====== The records

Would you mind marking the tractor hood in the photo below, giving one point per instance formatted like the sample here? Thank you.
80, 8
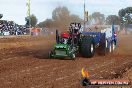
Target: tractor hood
60, 46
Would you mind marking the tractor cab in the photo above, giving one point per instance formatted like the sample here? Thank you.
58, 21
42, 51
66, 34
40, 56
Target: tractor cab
66, 42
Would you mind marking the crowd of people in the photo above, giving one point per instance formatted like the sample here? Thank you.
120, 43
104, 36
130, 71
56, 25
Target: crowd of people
11, 28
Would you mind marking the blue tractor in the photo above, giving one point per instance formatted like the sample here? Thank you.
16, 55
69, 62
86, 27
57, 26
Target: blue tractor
76, 41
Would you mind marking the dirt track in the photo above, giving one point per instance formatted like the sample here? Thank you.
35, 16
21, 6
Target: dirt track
24, 64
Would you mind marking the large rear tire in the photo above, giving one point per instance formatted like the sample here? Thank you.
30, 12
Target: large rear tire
87, 47
103, 45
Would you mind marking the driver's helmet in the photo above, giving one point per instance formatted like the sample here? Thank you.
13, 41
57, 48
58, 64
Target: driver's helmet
64, 38
75, 26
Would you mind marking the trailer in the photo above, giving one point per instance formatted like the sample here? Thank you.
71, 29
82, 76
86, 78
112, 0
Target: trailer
85, 43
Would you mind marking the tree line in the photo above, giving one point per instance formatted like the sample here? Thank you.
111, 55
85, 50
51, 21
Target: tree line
61, 18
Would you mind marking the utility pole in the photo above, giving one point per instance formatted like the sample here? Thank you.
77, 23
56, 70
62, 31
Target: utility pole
28, 12
84, 14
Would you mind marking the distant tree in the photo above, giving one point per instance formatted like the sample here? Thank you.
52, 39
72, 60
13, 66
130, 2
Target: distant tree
33, 20
98, 17
75, 18
61, 16
112, 18
125, 16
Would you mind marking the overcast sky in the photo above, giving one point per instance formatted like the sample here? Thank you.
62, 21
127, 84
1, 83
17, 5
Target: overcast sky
16, 9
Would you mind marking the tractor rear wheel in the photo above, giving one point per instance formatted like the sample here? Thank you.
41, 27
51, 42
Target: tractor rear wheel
87, 47
103, 45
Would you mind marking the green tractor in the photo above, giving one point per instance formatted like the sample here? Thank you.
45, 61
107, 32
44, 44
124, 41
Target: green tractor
66, 43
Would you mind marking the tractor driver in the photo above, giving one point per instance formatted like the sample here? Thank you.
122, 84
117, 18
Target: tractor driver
64, 38
76, 28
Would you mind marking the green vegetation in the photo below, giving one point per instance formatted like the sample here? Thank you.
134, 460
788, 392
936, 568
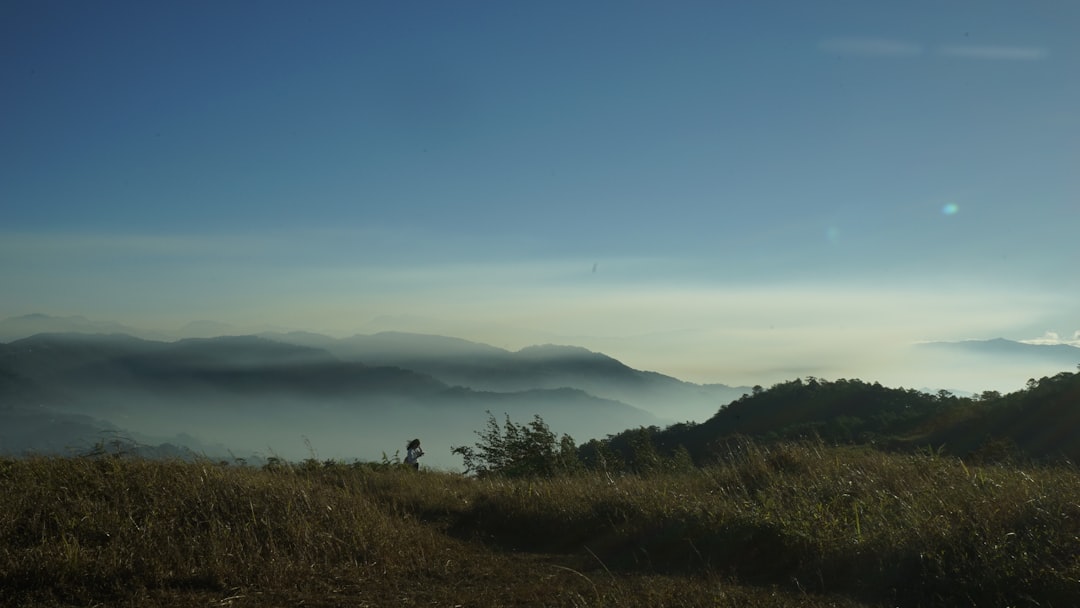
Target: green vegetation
787, 524
811, 492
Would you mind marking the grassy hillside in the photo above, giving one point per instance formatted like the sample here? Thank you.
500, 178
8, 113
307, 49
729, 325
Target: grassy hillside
788, 524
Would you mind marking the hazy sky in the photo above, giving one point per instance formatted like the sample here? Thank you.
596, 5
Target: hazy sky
725, 191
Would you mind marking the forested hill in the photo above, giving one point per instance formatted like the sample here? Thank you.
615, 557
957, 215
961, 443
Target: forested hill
1042, 421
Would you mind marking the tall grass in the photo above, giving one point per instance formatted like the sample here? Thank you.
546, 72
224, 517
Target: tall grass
793, 524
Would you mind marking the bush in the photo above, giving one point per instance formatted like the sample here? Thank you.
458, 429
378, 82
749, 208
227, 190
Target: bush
518, 450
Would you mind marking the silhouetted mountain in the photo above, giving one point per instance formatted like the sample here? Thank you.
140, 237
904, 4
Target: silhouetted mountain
1041, 421
253, 392
17, 327
484, 367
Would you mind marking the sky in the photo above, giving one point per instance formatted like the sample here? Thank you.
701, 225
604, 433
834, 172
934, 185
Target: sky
738, 192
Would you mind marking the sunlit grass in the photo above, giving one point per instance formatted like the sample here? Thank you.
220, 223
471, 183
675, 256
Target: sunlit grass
792, 524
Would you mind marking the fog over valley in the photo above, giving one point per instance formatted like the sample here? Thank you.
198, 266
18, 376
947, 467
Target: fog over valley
298, 394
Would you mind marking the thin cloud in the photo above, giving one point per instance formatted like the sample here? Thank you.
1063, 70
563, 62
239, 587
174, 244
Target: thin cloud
1052, 338
869, 46
996, 53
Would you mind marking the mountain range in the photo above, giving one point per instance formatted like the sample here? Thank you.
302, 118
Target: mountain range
300, 394
267, 393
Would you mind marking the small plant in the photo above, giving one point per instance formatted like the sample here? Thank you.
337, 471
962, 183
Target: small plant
518, 450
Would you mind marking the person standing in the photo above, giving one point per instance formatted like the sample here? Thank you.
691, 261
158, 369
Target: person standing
413, 454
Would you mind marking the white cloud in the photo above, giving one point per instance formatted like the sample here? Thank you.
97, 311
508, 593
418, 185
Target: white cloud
1051, 338
997, 53
871, 46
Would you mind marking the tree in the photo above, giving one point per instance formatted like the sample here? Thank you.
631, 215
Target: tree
518, 450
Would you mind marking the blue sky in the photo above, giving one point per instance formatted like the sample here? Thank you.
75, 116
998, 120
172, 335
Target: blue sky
736, 192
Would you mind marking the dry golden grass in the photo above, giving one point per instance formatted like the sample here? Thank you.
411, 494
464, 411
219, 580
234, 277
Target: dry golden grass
788, 525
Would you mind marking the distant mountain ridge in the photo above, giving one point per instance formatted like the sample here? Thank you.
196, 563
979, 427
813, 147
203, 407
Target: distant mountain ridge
484, 367
1000, 348
248, 386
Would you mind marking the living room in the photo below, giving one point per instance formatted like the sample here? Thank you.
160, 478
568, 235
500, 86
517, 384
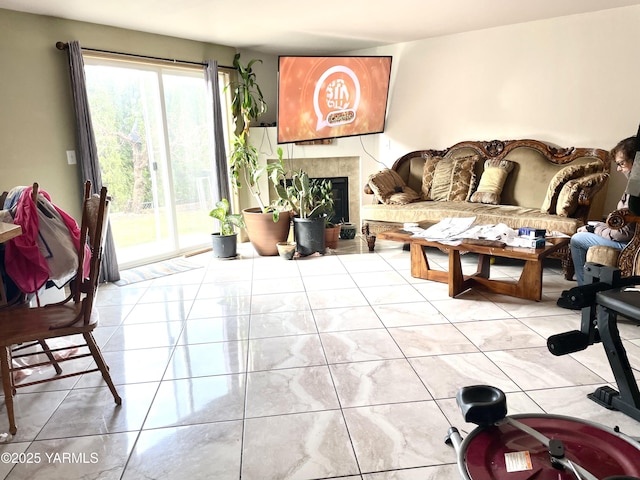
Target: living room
568, 81
342, 366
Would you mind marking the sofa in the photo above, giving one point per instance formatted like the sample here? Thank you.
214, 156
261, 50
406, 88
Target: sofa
521, 183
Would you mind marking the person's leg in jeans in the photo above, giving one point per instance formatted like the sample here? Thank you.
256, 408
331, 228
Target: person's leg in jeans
579, 245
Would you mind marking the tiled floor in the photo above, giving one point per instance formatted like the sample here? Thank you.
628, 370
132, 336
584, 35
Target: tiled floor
341, 366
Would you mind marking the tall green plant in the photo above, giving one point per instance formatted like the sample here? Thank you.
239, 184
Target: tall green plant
227, 220
247, 105
306, 197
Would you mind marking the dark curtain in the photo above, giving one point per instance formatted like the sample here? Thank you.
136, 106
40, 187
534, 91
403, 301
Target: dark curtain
220, 182
87, 152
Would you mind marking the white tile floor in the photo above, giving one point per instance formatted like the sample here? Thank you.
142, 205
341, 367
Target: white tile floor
341, 366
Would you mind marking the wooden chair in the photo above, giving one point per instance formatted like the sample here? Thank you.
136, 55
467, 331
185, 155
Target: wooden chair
72, 316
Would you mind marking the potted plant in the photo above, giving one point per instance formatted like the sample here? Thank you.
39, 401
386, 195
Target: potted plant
224, 242
310, 201
265, 225
331, 232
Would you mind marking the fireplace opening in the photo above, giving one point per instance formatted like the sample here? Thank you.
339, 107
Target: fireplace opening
340, 194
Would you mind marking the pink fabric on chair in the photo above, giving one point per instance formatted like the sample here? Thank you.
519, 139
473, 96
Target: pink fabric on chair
24, 263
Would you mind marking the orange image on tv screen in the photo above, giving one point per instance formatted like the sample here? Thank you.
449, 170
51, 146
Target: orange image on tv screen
328, 97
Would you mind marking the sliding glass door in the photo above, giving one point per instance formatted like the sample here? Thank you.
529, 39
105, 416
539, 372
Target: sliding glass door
153, 128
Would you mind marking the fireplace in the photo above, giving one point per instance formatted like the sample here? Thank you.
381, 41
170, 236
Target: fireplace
340, 193
335, 169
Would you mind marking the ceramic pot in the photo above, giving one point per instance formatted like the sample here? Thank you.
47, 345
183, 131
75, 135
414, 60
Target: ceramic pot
348, 231
309, 235
263, 232
331, 235
224, 246
286, 249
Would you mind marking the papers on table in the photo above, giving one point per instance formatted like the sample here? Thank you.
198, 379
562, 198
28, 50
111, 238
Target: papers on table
451, 231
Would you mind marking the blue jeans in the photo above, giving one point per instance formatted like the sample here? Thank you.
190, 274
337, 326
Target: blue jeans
579, 245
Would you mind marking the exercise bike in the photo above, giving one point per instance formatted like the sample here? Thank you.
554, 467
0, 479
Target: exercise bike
537, 446
544, 446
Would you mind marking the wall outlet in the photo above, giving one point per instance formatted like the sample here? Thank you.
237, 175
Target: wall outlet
71, 157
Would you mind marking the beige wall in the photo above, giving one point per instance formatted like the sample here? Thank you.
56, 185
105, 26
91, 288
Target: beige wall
569, 81
36, 117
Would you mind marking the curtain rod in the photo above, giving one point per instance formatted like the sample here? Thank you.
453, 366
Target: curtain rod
65, 46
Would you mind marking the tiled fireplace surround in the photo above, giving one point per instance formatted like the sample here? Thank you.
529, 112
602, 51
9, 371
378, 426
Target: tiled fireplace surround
327, 167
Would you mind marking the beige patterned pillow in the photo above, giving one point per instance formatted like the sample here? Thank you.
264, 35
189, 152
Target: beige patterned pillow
427, 176
568, 197
387, 184
464, 178
559, 179
492, 180
453, 179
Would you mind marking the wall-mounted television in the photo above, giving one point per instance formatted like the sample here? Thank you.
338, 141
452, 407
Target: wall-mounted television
331, 97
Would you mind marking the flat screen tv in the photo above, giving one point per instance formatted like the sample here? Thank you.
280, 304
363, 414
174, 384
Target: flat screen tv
331, 97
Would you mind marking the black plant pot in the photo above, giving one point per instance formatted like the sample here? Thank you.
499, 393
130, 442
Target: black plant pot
224, 246
309, 235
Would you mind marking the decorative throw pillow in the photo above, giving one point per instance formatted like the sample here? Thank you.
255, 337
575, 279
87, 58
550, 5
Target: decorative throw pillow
560, 178
427, 176
569, 194
452, 179
492, 180
387, 184
463, 178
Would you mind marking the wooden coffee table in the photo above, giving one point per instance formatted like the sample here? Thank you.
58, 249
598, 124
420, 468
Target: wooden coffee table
528, 286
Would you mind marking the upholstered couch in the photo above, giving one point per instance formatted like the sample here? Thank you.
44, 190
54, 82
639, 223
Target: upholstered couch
521, 183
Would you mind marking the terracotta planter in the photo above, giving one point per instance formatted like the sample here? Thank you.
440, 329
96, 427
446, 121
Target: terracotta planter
263, 232
331, 235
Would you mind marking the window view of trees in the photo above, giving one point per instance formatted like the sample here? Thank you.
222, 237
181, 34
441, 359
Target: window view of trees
153, 130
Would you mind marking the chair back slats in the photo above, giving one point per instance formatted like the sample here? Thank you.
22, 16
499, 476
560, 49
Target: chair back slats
92, 228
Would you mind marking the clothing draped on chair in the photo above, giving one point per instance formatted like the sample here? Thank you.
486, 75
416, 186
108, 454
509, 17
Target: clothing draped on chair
220, 187
87, 151
47, 249
73, 317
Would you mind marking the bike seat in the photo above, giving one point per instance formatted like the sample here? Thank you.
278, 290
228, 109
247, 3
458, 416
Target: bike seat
482, 404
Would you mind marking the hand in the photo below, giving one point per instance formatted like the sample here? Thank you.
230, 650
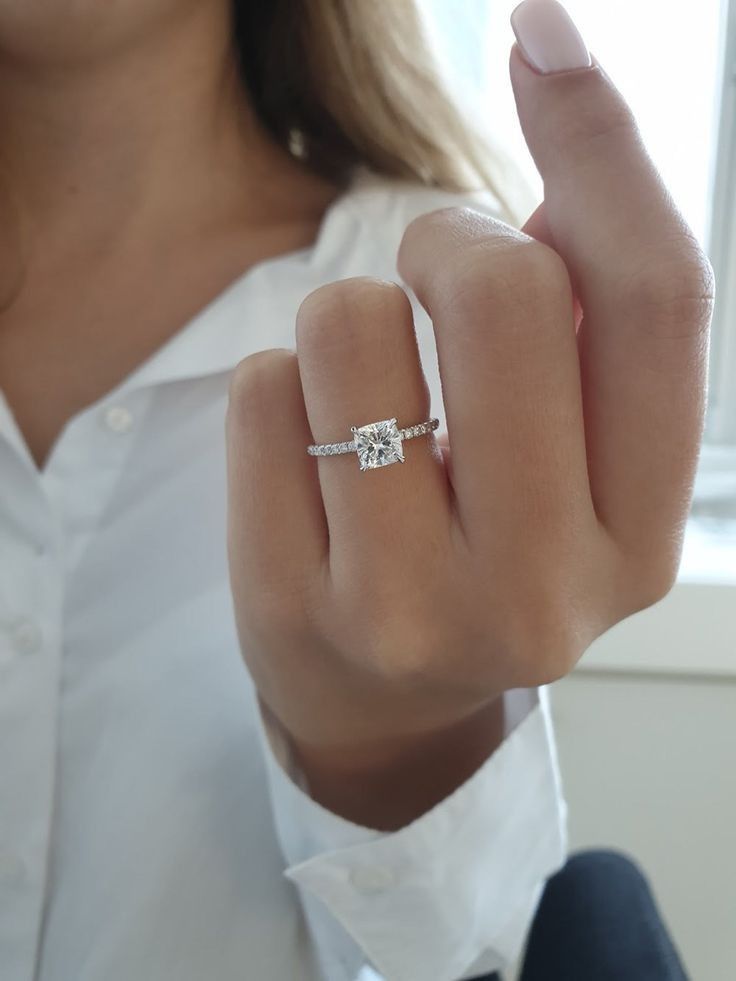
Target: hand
378, 607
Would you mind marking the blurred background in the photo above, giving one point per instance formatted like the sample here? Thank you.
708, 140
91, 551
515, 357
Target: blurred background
646, 725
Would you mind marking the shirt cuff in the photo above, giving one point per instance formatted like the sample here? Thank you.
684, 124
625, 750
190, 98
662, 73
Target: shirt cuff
454, 889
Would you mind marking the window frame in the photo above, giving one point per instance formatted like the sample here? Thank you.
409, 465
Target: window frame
720, 431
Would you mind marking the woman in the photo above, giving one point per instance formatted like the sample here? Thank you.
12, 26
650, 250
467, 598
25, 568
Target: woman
186, 188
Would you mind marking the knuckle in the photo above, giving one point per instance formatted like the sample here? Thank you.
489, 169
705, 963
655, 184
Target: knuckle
676, 295
521, 271
400, 650
335, 313
594, 120
253, 378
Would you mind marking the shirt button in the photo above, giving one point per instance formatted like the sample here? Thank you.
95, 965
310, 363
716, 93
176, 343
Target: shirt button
118, 419
12, 867
372, 878
26, 637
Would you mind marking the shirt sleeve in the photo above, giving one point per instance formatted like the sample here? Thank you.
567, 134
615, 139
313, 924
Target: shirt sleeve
448, 896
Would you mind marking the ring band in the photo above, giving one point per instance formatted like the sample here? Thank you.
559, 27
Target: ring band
377, 443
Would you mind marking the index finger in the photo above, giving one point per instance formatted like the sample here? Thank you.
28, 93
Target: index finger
644, 285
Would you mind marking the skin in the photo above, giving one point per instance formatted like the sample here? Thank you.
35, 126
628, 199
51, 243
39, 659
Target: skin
113, 119
385, 615
396, 622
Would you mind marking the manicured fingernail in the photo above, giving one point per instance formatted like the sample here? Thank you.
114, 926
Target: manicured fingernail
548, 37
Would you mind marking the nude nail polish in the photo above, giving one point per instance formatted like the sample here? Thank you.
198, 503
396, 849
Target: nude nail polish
548, 37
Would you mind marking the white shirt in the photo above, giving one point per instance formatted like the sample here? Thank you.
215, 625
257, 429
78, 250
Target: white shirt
151, 826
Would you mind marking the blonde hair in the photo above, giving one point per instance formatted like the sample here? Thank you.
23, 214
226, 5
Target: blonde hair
341, 83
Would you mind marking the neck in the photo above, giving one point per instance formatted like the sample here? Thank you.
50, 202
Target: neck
135, 139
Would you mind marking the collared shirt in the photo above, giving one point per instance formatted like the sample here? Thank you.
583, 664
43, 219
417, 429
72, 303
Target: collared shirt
152, 823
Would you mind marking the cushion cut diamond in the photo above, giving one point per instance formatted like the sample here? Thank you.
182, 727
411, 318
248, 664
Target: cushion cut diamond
378, 444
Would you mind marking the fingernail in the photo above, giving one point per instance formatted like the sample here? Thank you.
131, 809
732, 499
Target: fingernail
548, 37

============

Written problem:
Locate the line that contains "Would you mind marking the manicured". Repeat it and every line after it, up to and including the final line, exactly.

Written answer:
Would you mind marking the manicured fingernail in the photo above, giving one point per instance formatted like the sample here? Thank you.
114, 926
Target: manicured fingernail
548, 37
Would you mind marking the nude nail polish in the photo above, giving one point per instance formatted like the sample here? Thank you.
198, 503
396, 849
Target: nude nail polish
548, 37
Would you mind marking the white shirt in the photo above, giving one point per instance formatted like the sample here? Thank you.
215, 625
257, 429
78, 250
Target: white shirt
151, 826
Would you mind marking the blonde hair in the photo above, giving one point per instance formatted like the sample here? Thank you.
23, 214
226, 5
Target: blonde hair
341, 83
Would you mind marking the neck in the photo above, giving one point per instance formatted like the sample here? Thank you.
50, 202
Target: neck
135, 139
Would you mind marking the collared shirt in the photo above, giving one point per instance formatted like the sample here? Thank you.
583, 664
43, 219
417, 429
72, 303
Target: collared shirt
152, 823
Would you mind marking the cushion cut diamond in the photo above, giving one point per instance formatted like the sample here? Thank you.
182, 727
411, 318
248, 664
Target: cushion cut diamond
378, 444
Would you mind marking the fingernail in the photo above, giving one point per instance formatted like the sample here? Thank you.
131, 809
732, 499
Target: fingernail
548, 37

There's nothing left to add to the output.